>> BEGIN RECORDS FOR THE EXERCISE

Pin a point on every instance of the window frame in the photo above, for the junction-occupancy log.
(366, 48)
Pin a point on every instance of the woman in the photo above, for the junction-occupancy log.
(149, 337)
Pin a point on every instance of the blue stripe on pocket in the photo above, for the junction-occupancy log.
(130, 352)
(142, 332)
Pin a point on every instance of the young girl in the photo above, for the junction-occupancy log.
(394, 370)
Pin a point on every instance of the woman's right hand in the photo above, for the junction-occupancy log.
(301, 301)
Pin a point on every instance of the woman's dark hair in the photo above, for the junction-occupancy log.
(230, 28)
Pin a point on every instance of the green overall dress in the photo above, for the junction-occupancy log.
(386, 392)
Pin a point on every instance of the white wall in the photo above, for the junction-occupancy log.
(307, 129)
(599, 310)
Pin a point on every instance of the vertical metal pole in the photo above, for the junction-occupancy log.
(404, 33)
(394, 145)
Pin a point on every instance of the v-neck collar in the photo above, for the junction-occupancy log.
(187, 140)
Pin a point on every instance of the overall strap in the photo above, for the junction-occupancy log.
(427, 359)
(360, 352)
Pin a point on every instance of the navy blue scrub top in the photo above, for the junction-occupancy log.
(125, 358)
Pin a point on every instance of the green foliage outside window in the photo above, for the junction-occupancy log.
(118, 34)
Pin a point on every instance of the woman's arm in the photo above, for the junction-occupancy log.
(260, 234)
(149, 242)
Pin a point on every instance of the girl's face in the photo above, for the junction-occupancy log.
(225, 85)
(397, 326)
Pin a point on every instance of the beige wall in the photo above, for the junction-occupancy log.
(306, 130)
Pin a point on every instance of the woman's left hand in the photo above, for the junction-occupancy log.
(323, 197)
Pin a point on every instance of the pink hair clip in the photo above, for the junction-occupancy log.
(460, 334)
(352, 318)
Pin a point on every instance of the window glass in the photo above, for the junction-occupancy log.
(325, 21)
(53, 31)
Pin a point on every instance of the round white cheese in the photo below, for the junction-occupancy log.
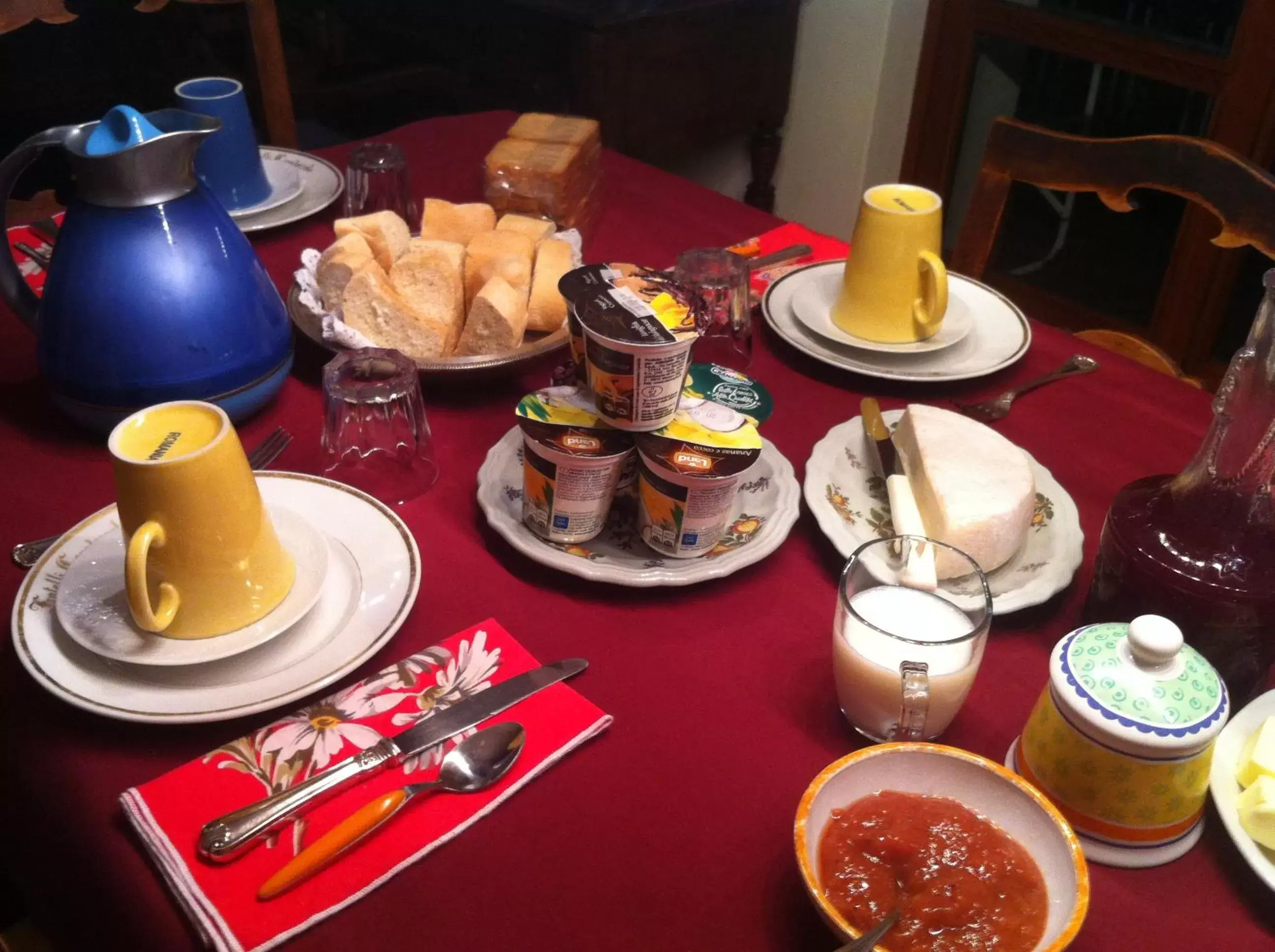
(973, 487)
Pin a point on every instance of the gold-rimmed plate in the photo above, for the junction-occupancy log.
(373, 580)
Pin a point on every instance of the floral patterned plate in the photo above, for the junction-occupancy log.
(767, 506)
(852, 508)
(374, 571)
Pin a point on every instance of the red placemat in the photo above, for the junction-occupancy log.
(221, 899)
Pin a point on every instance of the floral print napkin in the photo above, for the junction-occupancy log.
(221, 900)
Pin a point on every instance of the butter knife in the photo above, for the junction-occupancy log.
(227, 838)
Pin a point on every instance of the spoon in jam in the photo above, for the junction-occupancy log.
(867, 941)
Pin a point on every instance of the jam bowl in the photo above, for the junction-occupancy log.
(976, 783)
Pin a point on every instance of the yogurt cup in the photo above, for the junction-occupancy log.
(638, 337)
(689, 472)
(679, 514)
(572, 463)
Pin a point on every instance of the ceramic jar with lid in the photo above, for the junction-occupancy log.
(1121, 739)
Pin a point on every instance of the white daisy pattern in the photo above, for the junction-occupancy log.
(318, 733)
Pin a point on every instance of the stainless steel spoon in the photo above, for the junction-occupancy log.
(473, 765)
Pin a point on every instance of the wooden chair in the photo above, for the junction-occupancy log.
(1240, 194)
(263, 20)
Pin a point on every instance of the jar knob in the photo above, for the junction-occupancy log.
(1154, 642)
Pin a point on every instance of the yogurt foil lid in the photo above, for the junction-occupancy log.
(630, 305)
(567, 420)
(727, 388)
(707, 437)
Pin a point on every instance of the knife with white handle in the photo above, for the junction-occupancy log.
(230, 836)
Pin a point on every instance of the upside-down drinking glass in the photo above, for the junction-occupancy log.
(375, 435)
(376, 180)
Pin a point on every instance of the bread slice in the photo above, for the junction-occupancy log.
(386, 232)
(337, 266)
(535, 228)
(430, 277)
(443, 221)
(546, 309)
(373, 307)
(501, 253)
(548, 128)
(496, 320)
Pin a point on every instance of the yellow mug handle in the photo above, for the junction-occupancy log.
(136, 582)
(929, 310)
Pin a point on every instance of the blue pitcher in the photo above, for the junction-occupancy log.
(153, 294)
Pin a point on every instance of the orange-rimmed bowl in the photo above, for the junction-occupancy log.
(985, 787)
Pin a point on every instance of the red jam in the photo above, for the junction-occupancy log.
(961, 882)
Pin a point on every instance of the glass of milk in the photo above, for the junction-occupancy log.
(905, 654)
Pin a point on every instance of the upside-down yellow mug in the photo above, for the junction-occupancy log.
(895, 287)
(202, 556)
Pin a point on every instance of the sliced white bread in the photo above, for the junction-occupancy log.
(375, 310)
(386, 232)
(546, 309)
(430, 277)
(498, 254)
(442, 221)
(337, 266)
(535, 228)
(496, 320)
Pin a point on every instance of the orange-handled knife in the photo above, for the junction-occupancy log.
(473, 765)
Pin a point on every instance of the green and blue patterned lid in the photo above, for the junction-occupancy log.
(1138, 685)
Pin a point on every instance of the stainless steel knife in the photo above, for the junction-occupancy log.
(226, 838)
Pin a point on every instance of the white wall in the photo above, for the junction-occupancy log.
(852, 93)
(853, 78)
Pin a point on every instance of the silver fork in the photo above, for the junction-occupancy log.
(992, 411)
(266, 453)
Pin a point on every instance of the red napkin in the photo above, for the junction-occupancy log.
(32, 273)
(221, 900)
(823, 249)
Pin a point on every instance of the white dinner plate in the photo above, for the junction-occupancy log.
(320, 185)
(999, 338)
(285, 185)
(371, 584)
(852, 508)
(93, 607)
(814, 303)
(1226, 788)
(767, 505)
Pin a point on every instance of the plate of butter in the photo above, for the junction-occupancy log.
(976, 491)
(1242, 782)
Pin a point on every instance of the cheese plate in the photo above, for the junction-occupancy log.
(852, 508)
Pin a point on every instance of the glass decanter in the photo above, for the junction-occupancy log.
(1200, 547)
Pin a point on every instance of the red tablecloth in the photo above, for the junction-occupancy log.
(673, 831)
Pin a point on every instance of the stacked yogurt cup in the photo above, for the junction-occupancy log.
(689, 434)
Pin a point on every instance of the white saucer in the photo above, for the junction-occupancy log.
(999, 338)
(768, 501)
(93, 608)
(285, 185)
(814, 301)
(319, 185)
(1224, 787)
(852, 508)
(374, 573)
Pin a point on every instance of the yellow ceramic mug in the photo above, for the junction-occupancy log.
(895, 286)
(202, 557)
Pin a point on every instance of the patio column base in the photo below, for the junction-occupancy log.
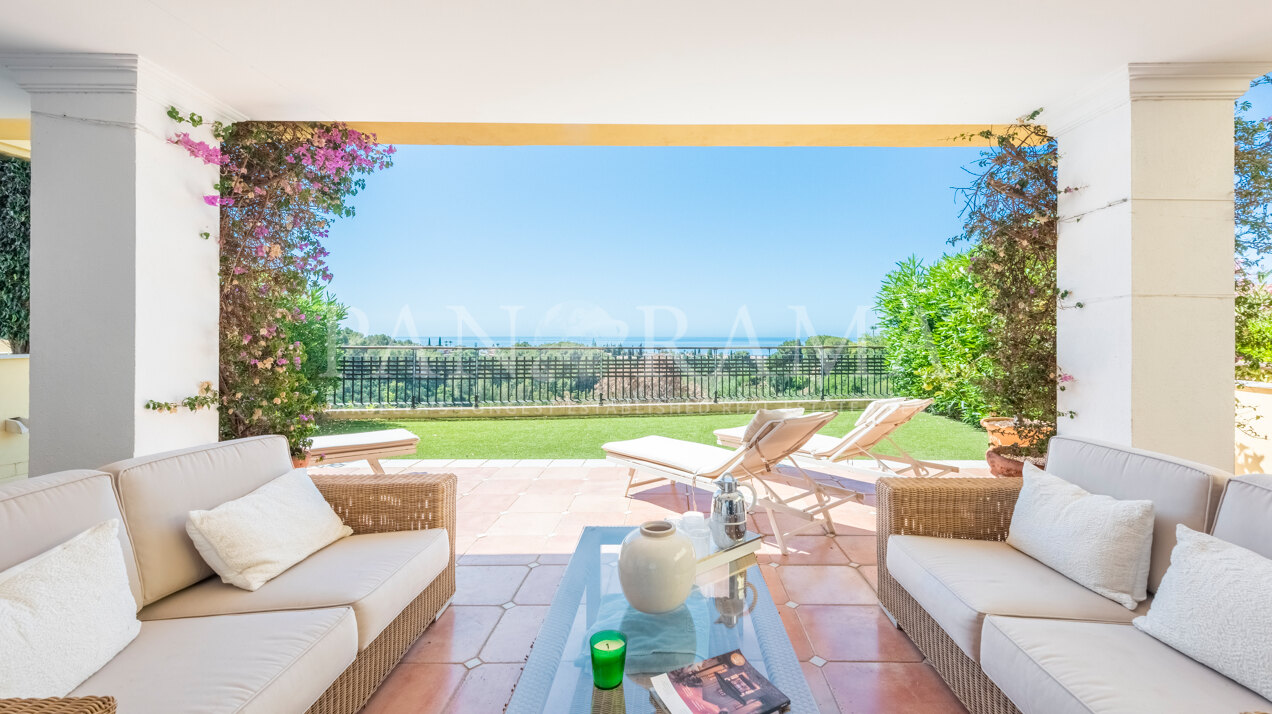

>> END RECORDS FOR THE EXERCISE

* **PROBLEM TO SOLVE**
Determine how many lines in the entries above contain the string "bowl", and reply with that number alone.

* **TASK RESULT**
2